■ DESCRIPTION OF THE TASK ■
Each entry that follows should be retyped in full and exactly.

■ Extracted records ■
◇ ◇ ◇

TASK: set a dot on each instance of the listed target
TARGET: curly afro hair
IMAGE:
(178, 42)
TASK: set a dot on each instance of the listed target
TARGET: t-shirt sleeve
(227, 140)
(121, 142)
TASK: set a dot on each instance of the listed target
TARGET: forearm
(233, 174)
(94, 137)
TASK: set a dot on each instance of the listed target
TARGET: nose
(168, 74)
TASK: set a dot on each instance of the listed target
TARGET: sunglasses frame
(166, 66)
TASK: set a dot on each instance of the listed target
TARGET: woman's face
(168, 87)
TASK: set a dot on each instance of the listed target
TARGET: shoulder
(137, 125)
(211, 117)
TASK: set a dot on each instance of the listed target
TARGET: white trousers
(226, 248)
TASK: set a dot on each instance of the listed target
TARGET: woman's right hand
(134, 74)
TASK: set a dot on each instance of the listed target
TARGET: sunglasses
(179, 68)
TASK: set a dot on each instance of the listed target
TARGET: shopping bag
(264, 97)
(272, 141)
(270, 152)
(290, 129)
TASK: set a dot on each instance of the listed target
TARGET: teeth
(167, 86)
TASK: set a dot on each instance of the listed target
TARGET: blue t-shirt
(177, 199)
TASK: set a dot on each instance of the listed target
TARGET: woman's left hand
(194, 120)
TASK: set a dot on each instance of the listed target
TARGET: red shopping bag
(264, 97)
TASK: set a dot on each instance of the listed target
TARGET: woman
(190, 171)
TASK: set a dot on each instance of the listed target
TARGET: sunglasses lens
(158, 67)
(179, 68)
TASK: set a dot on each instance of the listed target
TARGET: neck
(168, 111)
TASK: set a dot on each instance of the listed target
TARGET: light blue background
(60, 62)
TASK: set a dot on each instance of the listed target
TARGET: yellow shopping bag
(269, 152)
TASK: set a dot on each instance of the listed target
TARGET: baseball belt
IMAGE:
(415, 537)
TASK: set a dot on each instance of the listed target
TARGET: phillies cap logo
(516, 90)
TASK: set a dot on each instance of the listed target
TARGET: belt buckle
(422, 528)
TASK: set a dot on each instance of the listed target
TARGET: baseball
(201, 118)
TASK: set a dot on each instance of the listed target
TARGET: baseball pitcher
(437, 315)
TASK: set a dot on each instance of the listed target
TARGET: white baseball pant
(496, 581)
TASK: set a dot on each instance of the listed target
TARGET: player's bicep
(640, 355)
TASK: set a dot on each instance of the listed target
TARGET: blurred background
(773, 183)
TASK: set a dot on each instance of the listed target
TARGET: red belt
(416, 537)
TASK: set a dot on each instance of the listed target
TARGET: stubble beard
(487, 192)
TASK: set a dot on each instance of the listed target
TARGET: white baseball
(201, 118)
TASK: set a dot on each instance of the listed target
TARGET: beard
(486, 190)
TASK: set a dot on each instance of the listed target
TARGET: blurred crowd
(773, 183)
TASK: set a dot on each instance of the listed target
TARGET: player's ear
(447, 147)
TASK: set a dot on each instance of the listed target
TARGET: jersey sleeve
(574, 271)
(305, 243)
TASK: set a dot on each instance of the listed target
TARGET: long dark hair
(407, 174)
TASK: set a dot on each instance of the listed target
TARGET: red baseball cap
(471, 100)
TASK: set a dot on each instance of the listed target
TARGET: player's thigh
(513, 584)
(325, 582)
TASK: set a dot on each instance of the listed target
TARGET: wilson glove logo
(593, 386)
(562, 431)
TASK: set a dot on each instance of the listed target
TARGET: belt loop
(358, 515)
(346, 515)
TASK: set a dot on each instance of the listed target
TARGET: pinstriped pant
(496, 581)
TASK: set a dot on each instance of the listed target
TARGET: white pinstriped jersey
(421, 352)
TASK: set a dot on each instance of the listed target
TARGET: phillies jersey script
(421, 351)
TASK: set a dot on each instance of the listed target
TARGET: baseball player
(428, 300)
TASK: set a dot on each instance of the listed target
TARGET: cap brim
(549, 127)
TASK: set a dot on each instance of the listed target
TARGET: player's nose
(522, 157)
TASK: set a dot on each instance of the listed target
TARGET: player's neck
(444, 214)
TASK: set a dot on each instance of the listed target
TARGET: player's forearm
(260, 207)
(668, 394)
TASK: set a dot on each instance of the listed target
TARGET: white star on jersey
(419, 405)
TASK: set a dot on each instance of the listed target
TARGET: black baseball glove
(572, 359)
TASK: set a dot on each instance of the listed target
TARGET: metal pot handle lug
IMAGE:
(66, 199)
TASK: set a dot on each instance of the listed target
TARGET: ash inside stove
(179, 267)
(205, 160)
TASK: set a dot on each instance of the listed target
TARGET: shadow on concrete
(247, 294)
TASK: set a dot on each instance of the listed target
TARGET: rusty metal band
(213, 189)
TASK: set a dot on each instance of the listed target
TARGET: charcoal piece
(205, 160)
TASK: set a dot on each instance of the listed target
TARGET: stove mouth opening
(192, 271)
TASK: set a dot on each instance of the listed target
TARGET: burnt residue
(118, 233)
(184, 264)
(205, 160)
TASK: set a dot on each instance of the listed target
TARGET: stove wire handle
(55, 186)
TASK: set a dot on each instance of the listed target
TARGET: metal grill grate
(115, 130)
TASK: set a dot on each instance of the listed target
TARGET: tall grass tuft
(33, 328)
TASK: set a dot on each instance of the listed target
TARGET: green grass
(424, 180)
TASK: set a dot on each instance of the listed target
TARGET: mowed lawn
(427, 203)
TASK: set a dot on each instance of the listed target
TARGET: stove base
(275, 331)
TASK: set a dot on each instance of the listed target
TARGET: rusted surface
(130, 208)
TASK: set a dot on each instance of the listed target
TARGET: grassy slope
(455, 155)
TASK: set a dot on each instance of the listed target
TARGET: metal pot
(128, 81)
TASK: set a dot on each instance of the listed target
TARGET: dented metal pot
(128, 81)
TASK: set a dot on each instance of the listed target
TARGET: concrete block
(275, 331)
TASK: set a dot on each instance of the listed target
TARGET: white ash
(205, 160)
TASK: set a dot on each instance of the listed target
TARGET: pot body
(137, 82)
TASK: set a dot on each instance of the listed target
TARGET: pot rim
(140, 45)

◇ ◇ ◇

■ EXERCISE SOLUTION ■
TASK: set a dot on each instance of the listed target
TARGET: curly afro hair
IMAGE:
(178, 42)
TASK: set a dot on each instance of the listed target
TARGET: t-shirt sleeve
(227, 140)
(121, 142)
TASK: set a dot on each instance of the listed target
TARGET: forearm
(233, 174)
(94, 137)
TASK: set a dot on each instance of the listed target
TARGET: nose
(168, 74)
TASK: set a dot on each instance of the listed target
TARGET: sunglasses frame
(166, 66)
TASK: set a dot on each instance of the listed target
TARGET: woman's face
(168, 87)
TASK: set a dot on each instance of the listed target
TARGET: shoulder
(137, 125)
(211, 117)
TASK: set a dot on each instance of the listed target
TARGET: white trousers
(226, 248)
TASK: set a dot on each instance of the listed target
TARGET: woman's right hand
(134, 74)
TASK: set a dot on each instance of the listed target
TARGET: sunglasses
(179, 68)
TASK: set a dot on each instance of the listed target
TARGET: shopping bag
(264, 97)
(272, 141)
(270, 152)
(290, 129)
TASK: set a dot on each instance of the listed target
TARGET: teeth
(167, 86)
TASK: set a dot on each instance of the listed target
TARGET: blue t-shirt
(177, 199)
TASK: set a dot on each instance of the listed target
TARGET: woman's left hand
(194, 120)
TASK: set a dot on each instance of the listed target
TARGET: red shopping bag
(264, 97)
TASK: set a dot on each instance of the listed target
TARGET: woman
(190, 171)
TASK: set a dot on each instance of the listed target
TARGET: sunglasses lens
(158, 67)
(179, 68)
TASK: set a dot on each instance of the listed target
TARGET: neck
(168, 111)
TASK: set a dot on each instance of the listed target
TARGET: light blue background
(60, 62)
TASK: set a dot on each instance of the listed target
TARGET: yellow shopping bag
(269, 152)
TASK: set a dot on each instance of the listed target
TARGET: baseball belt
IMAGE:
(415, 537)
TASK: set a dot on each instance of the listed target
TARGET: phillies cap logo
(516, 90)
TASK: set a dot on each instance of the listed target
TARGET: belt buckle
(422, 528)
TASK: set a dot on each instance of the listed target
TARGET: baseball
(201, 118)
TASK: set a dot on each instance of the listed target
TARGET: baseball pitcher
(437, 315)
TASK: set a dot on each instance of the listed target
TARGET: white baseball pant
(496, 581)
TASK: set a dot on each instance of the listed target
TARGET: player's bicep
(640, 355)
TASK: set a dot on each instance of the listed target
TARGET: blurred background
(773, 183)
TASK: set a dot on each instance of the listed target
TARGET: red belt
(416, 537)
TASK: set a dot on each instance of the listed target
TARGET: stubble beard
(487, 192)
TASK: set a dot on each instance of the listed target
TARGET: white baseball
(201, 118)
TASK: set a dot on each instance of the listed target
TARGET: beard
(486, 190)
TASK: set a dot on each instance of the listed target
TARGET: blurred crowd
(773, 183)
TASK: set a dot on each instance of the listed target
TARGET: player's ear
(447, 147)
TASK: set a dot on each instance of the listed target
TARGET: jersey sleeve
(574, 271)
(305, 243)
TASK: set a dot on each instance of the listed target
TARGET: long dark hair
(407, 174)
TASK: set a dot on each instance of the listed target
TARGET: red baseball cap
(471, 100)
TASK: set a dot on each instance of the listed target
TARGET: player's thigh
(513, 584)
(325, 582)
TASK: set a dot on each instance of the listed target
TARGET: wilson glove logo
(593, 386)
(562, 431)
TASK: set a dot on each instance of the listed target
TARGET: belt loop
(358, 515)
(346, 515)
TASK: set a dot on each instance of the listed target
TARGET: pinstriped pant
(496, 581)
TASK: set a dot on each instance of the listed target
TARGET: white pinstriped jersey
(421, 352)
TASK: set a dot on each instance of the listed target
TARGET: phillies jersey script
(421, 351)
TASK: set a dot on each instance of the listed target
TARGET: baseball player
(428, 300)
TASK: set a dot on each instance of the listed target
TARGET: cap brim
(549, 127)
TASK: set a dot on each instance of the listed target
TARGET: player's nose
(522, 157)
TASK: set a dot on each instance of the listed target
TARGET: player's neck
(444, 214)
TASK: set a dot on each instance of the listed target
TARGET: player's forearm
(260, 207)
(668, 394)
TASK: set a dot on each instance of the listed target
TARGET: white star on jersey
(419, 405)
TASK: set a dot on each instance of the listed target
TARGET: black baseball glove
(572, 359)
TASK: set a dot on each instance of the listed target
TARGET: metal pot handle lug
IMAGE:
(66, 199)
TASK: set a dot on each instance of the listed target
TARGET: ash inside stove
(179, 267)
(205, 160)
TASK: set a dot on each instance of the listed target
TARGET: shadow on concrete
(247, 294)
TASK: set a dot on each instance of the listed target
TARGET: rusty metal band
(213, 189)
TASK: set a dot on each instance of the listed target
TARGET: charcoal piece
(205, 160)
TASK: set a dot on each instance of the listed target
TARGET: stove mouth opening
(192, 271)
TASK: set a dot on each instance of the listed target
TARGET: burnt residue
(118, 233)
(184, 264)
(205, 160)
TASK: set a dot on each instance of the listed target
TARGET: stove wire handle
(55, 186)
TASK: set a dot on each instance of the listed target
TARGET: metal grill grate
(115, 130)
TASK: set a dot on each instance of the listed target
TARGET: tall grass tuft
(33, 328)
TASK: set a dot on each instance of the listed target
TARGET: green grass
(424, 180)
TASK: set a dot on each instance of the listed target
TARGET: mowed lawn
(427, 203)
TASK: set a dot on each instance of the listed target
TARGET: stove base
(275, 331)
TASK: set a dot on each instance of the listed target
TARGET: rusted surface
(130, 208)
TASK: set a dot on each instance of the listed target
TARGET: grassy slope
(455, 155)
TASK: set a dot on each instance of the listed target
TARGET: metal pot
(128, 81)
TASK: set a dot on each instance of the listed target
TARGET: dented metal pot
(128, 81)
TASK: set a dot on each instance of the listed target
TARGET: concrete block
(275, 331)
TASK: set a dot on each instance of the listed target
TARGET: white ash
(205, 160)
TASK: set a dot on each instance of the listed target
TARGET: pot body
(137, 82)
TASK: set a dot on each instance of the listed target
TARGET: pot rim
(140, 45)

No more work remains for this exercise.